Turn the records into a JSON list of strings, one string per line and blank lines left out, starting with the line with "[locate] utility wire" and going on through the last line of the records.

---

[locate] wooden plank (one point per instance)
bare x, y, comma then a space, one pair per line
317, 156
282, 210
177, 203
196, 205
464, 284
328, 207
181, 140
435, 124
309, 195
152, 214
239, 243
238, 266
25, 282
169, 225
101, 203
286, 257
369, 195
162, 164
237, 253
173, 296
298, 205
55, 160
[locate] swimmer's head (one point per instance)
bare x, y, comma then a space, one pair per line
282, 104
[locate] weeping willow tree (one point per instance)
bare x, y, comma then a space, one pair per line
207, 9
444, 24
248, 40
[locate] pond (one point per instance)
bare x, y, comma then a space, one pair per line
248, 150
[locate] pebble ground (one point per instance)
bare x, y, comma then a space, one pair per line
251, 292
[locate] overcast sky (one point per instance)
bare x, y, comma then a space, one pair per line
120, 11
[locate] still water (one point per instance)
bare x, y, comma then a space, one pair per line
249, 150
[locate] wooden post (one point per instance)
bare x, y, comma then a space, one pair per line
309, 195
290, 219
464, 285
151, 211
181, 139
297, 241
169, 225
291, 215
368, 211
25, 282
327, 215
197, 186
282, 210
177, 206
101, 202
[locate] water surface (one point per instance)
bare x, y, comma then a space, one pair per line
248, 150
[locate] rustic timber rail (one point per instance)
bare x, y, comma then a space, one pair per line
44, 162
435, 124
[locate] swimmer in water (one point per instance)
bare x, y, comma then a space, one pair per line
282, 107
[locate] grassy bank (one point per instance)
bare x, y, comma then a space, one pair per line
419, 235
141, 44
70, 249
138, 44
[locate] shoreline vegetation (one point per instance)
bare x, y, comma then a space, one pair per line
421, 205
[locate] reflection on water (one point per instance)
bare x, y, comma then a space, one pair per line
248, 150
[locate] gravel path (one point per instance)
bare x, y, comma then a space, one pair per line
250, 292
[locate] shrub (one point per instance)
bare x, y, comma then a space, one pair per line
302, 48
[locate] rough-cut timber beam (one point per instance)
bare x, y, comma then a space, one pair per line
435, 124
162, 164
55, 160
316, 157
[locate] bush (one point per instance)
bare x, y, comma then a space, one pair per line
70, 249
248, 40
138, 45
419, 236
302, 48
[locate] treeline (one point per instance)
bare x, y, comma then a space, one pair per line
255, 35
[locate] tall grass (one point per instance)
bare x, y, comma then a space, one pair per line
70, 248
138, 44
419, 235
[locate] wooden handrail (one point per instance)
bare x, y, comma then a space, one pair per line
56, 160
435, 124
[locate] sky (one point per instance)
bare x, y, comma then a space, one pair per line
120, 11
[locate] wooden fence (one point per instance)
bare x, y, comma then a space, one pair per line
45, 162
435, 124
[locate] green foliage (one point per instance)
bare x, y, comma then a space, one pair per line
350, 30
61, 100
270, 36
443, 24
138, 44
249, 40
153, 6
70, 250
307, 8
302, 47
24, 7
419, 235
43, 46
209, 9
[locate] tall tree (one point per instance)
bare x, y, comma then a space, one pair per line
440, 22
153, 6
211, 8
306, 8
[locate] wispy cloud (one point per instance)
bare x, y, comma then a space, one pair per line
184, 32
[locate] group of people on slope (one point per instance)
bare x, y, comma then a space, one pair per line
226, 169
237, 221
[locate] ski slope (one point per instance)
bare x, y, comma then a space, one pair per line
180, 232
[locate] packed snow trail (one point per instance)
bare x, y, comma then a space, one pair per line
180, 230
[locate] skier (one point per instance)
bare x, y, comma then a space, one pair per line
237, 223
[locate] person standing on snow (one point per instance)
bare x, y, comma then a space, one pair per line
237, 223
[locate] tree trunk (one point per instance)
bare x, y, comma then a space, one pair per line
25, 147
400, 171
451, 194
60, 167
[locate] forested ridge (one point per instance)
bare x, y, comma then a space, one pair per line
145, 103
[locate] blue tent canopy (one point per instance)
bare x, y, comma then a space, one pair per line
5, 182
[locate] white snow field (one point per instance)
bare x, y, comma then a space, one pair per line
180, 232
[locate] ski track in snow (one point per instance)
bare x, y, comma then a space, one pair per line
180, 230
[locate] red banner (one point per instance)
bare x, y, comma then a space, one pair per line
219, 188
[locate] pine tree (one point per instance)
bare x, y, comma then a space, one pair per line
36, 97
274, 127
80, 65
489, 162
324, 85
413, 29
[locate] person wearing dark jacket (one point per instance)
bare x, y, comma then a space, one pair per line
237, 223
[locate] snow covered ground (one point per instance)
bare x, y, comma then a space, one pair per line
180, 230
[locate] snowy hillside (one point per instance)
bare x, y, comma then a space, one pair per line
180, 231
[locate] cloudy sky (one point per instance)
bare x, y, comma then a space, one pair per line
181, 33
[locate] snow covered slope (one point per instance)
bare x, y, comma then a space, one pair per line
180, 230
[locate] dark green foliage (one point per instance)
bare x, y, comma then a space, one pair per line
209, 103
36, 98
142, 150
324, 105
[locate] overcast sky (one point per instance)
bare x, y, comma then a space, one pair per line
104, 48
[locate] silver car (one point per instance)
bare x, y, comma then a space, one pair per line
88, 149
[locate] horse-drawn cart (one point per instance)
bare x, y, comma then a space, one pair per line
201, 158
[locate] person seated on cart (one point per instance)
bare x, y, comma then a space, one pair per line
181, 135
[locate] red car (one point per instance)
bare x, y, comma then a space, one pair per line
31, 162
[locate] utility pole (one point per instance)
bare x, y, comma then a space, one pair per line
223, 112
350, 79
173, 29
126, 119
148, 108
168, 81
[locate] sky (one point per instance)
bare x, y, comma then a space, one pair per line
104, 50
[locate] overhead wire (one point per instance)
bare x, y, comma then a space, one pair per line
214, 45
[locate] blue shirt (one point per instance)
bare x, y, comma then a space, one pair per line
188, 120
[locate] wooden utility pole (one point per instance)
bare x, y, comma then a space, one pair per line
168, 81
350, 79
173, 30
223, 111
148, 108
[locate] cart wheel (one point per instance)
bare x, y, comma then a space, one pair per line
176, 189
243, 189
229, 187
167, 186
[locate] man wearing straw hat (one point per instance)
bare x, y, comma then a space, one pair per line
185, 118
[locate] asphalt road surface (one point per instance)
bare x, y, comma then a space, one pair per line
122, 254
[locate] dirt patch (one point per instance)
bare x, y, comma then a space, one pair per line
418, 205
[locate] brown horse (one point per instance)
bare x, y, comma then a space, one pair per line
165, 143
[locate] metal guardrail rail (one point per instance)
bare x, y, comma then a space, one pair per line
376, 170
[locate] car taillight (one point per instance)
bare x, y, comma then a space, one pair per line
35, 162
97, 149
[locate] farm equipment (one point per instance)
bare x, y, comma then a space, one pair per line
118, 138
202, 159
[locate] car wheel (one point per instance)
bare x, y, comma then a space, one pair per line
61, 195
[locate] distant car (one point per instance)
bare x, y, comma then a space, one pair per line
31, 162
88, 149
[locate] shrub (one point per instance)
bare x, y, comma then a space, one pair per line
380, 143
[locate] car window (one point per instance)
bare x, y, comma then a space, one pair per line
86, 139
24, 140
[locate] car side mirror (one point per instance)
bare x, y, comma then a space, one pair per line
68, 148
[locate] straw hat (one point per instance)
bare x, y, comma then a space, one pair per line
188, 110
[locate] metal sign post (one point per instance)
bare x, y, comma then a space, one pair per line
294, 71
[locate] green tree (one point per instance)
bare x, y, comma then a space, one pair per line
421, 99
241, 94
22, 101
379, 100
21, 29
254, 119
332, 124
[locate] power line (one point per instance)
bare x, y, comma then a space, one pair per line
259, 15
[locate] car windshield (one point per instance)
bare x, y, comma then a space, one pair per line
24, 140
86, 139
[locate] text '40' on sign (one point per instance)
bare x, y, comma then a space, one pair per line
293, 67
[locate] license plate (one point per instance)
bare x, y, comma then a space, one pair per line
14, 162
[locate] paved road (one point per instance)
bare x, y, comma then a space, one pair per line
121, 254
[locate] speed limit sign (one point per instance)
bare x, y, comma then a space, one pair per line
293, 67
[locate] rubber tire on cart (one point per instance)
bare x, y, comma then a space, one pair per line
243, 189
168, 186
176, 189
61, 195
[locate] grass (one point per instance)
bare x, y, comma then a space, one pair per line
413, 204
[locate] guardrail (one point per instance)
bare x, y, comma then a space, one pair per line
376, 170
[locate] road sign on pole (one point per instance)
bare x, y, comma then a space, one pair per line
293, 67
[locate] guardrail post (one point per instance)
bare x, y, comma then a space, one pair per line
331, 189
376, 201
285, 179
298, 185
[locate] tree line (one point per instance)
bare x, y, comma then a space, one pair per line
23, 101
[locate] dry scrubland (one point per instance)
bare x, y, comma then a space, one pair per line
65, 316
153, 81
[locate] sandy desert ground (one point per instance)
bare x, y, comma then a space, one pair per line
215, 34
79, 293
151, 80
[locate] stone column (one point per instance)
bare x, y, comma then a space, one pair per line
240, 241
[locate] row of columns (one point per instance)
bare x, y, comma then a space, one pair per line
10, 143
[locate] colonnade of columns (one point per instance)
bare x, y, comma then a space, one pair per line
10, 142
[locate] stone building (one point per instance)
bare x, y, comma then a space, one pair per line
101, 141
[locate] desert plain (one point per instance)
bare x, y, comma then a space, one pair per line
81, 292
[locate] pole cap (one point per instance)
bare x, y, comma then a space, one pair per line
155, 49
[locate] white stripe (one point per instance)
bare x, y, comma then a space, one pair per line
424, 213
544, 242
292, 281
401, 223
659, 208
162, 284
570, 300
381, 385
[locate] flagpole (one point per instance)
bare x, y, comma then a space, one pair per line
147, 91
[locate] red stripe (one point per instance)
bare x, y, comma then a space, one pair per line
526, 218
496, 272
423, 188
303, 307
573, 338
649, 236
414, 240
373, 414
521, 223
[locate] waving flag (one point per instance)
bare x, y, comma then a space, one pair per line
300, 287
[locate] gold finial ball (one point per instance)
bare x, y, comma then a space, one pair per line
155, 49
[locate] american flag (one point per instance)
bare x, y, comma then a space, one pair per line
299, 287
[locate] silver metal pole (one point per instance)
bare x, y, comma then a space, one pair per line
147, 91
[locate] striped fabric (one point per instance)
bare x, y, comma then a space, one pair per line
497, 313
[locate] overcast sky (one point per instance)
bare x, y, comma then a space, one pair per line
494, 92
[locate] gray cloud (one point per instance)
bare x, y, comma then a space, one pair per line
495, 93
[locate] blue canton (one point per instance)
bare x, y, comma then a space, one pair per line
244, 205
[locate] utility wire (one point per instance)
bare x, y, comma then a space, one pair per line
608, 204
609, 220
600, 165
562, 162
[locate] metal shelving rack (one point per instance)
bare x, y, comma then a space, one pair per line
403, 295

---

CORRECT RESPONSE:
[
  "[locate] utility wire (one point per instance)",
  "bare x, y, comma then a space, one pair per line",
  "608, 204",
  "609, 220",
  "600, 165",
  "562, 162",
  "[locate] metal shelving rack (one point per instance)",
  "bare x, y, comma then a space, one pair per line",
  "403, 295"
]